_TEXT_.
>>>

Banks, Credit Unions & Savings Institutions
American banks offer a smorgasbord of investment options. From commercial and savings banks to credit unions and trust companies, consumers have a dizzying array of choices for saving and borrowing money.
Lending institutions vary in structure and purpose. Some, like the large national banks, lure customers with menus that allow customer to not only deposit savings and write checks, but also invest in stocks and borrow for auto loans, mortgages, and personal and small business loans.
Smaller institutions often promote personal services and higher yielding investment products to attract business, but also offer a variety of lending options.
Almost all are backed by the Federal Deposit Insurance Corporation (FDIC), created by Congress in 1933 to protect consumers and their deposits.
What is a Commercial Bank?
Commercial banks are for-profit businesses that take deposits and make loans, paying interest on the deposits and lending money at higher rates to consumers and businesses.
Shareholders typically own banks and choose theirs boards of directors. Banks operate under charters and report to both state and federal regulators.
National banks, which have the word “National” or initials “N.A.” in their names, report to the federal Office of the Comptroller of the Currency. State banks are chartered, regulated and supervised by state banking divisions. In addition, the FDIC regulates state banks that don’t belong to the Federal Reserve System and insures deposits up to $250,000.
Commercial banks offer a variety of services. Some have brokerage divisions, allowing customers to invest in stocks. Others operate trust companies, or divisions, that assist in managing personal or business trusts.

<<<

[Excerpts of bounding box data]
>>>

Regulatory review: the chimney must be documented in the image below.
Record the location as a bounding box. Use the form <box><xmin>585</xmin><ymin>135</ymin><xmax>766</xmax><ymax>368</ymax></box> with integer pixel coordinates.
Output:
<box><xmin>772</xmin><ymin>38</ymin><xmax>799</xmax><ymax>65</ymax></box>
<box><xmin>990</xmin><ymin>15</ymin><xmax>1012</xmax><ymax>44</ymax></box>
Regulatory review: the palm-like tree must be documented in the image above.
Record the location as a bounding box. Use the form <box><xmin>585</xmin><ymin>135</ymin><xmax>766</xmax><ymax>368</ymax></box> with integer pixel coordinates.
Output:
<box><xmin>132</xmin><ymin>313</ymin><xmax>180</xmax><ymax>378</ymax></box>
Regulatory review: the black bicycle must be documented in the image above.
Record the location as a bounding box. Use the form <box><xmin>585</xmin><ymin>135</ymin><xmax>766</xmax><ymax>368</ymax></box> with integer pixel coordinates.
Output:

<<<

_REQUIRED TASK A_. In the text on banks, what year did Congress create the FDIC?
_REQUIRED TASK B_. Change "bicycle" to "scooter" in the entries, from the line containing "Regulatory review: the black" through the end of the entries, inclusive. Return only those lines, with nothing else altered.
The text and the entries have no connection to each other.

_EXERCISE SOLUTION A_. 1933

_EXERCISE SOLUTION B_.
Regulatory review: the black scooter must be documented in the image above.
Record the location as a bounding box. Use the form <box><xmin>585</xmin><ymin>135</ymin><xmax>766</xmax><ymax>368</ymax></box> with integer pixel coordinates.
Output:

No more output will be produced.